### EXCERPT TO READ
/---
# Homework 1

## Question 1

Write a function called `count_words_basic` that takes in the test phrase and returns a dictionary of word counts.

**Output:**

`{'i': 1,
 'bought': 1,
 'a': 2,
 'sandwich': 1,
 'with': 1,
 'side': 1,
 'of': 1,
 'chips': 1}`

In [271]:
test_phrase_basic = 'i bought a sandwich with a side of chips'

In [272]:
def count_words_basic(text):
    """
    Takes input a string and returns dictionary of the word count
    args:
        text : input str
    output:
        ans_dict: dictionary of word count of text 
    """
    ans_dict = {}
    # Splitting text into words and looping over each word to generate a count dictionary
    for word in text.split(' '):
        if word not in ans_dict:
            ans_dict[word] = 0
        ans_dict[word]+=1
    return ans_dict

ans_dict = {'i': 1,  'bought': 1,  'a': 2,  'sandwich': 1,  'with': 1,  'side': 1,  'of': 1,  'chips': 1}
output_dict = count_words_basic(text = test_phrase_basic)

assert ans_dict == output_dict, "Wrong Answer"
print("Correct Answer")
print(output_dict)

Correct Answer
{'i': 1, 'bought': 1, 'a': 2, 'sandwich': 1, 'with': 1, 'side': 1, 'of': 1, 'chips': 1}


## Question 2

Write a function called `count_words` that takes in the test phrase and returns a dictionary of word counts.
  * Step 1: Write a function called `clean_text` that removes a few common punctuation marks (`.,?!'"`) and makes all the text lowercase.
  * Step 2: Write another function called `count_words` that splits a string of text into words and then cleans it using the function `clean_text`.

In [288]:
test_phrase = 'I bought a sandwich with a side of chips!'

In [303]:
def clean_text(word_list):
    """
    The function removes common punctuation marks (" , ? ! ')  from the input text
    args:
        word_list : list of input words to be cleaned
    output 
        out_list: list of cleaned words 
    """
    # Creating a string with all punctuation marks that are to removed
    punctuations = """,?!'".[](){}:;"""
    
    out_list = []
    
    # Iterating over each word from the word list
    # Removing the punctuation marks using strip function
    for word in word_list:
        word = word.strip(punctuations).lower()
        out_list.append(word)
    return out_list
    

def count_words(text):
    """
\---
### PROVIDED DATA
/---
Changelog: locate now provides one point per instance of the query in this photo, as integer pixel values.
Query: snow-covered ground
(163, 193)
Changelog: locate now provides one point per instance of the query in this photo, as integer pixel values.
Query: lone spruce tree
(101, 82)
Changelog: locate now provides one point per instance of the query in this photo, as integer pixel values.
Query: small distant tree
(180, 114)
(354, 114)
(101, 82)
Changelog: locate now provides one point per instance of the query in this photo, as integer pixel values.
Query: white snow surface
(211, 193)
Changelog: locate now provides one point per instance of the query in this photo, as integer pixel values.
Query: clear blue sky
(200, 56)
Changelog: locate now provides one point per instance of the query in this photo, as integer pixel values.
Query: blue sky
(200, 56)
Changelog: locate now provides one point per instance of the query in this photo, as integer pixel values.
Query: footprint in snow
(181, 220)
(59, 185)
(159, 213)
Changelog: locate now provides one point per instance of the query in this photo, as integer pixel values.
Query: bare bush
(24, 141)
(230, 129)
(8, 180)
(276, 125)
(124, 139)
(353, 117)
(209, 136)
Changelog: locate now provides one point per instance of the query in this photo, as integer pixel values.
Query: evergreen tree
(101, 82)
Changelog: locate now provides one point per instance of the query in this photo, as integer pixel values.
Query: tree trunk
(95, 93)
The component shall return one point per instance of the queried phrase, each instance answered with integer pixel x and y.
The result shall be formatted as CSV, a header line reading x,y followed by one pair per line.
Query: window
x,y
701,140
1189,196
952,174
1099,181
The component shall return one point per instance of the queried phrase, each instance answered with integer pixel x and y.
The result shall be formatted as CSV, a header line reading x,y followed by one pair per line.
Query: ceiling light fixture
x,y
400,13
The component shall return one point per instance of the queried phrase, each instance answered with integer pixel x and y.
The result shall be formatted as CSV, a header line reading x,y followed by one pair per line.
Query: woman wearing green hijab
\---
### EXERCISE INSTRUCTIONS
1. Answer these about the Homework 1 page:
(a) What string is assigned to `test_phrase_basic`?
(b) What message does the assert statement in Question 1 give if the answer is wrong?
(c) According to the comments in `clean_text`, which function removes the punctuation marks?
2. Reproduce the Homework 1 page word for word, everything from "# Iterating over" down to "word = word.strip(punctuations).lower()".

### ANSWERS TO THE EXERCISE
1.
(a) 'i bought a sandwich with a side of chips'
(b) "Wrong Answer"
(c) The strip function

2.
# Iterating over each word from the word list
    # Removing the punctuation marks using strip function
    for word in word_list:
        word = word.strip(punctuations).lower()